# Dataset rows
# # # # # # #

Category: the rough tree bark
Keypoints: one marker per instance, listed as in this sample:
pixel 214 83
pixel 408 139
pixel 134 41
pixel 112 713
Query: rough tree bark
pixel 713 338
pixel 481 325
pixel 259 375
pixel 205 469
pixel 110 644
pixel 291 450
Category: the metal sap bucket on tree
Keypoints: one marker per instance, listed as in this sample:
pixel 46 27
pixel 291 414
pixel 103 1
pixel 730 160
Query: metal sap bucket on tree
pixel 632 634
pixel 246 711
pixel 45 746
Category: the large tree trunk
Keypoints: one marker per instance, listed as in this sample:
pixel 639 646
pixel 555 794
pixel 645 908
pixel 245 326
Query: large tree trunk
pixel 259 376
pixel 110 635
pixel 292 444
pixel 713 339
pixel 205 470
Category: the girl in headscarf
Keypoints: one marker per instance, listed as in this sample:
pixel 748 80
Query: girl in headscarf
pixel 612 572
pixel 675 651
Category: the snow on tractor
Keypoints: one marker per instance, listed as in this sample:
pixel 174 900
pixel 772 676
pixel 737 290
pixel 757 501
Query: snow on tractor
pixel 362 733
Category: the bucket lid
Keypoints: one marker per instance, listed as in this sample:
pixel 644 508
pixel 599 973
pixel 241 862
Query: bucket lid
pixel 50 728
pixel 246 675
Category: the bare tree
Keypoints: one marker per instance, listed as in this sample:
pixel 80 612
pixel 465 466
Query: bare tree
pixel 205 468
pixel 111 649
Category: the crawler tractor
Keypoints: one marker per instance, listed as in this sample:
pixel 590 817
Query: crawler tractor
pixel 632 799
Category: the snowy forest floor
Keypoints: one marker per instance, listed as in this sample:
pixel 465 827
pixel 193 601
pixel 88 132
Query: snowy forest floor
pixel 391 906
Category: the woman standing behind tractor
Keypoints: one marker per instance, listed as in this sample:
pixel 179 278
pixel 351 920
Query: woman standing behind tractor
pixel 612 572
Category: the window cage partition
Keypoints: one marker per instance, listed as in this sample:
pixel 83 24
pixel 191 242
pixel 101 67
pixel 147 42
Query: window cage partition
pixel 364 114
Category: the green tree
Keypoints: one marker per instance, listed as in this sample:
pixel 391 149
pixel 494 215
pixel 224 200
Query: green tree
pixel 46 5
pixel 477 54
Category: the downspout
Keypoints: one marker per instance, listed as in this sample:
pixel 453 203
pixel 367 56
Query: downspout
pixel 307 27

# # # # # # #

# Stated exercise
Write out the entries verbatim, from the very first line through the line containing "pixel 291 450", including that line.

# Answer to this exercise
Category: the rough tree bark
Keypoints: one marker per instance, listed as in this sample:
pixel 214 83
pixel 408 139
pixel 134 41
pixel 112 713
Query: rough tree bark
pixel 713 338
pixel 481 325
pixel 259 375
pixel 205 469
pixel 110 644
pixel 291 450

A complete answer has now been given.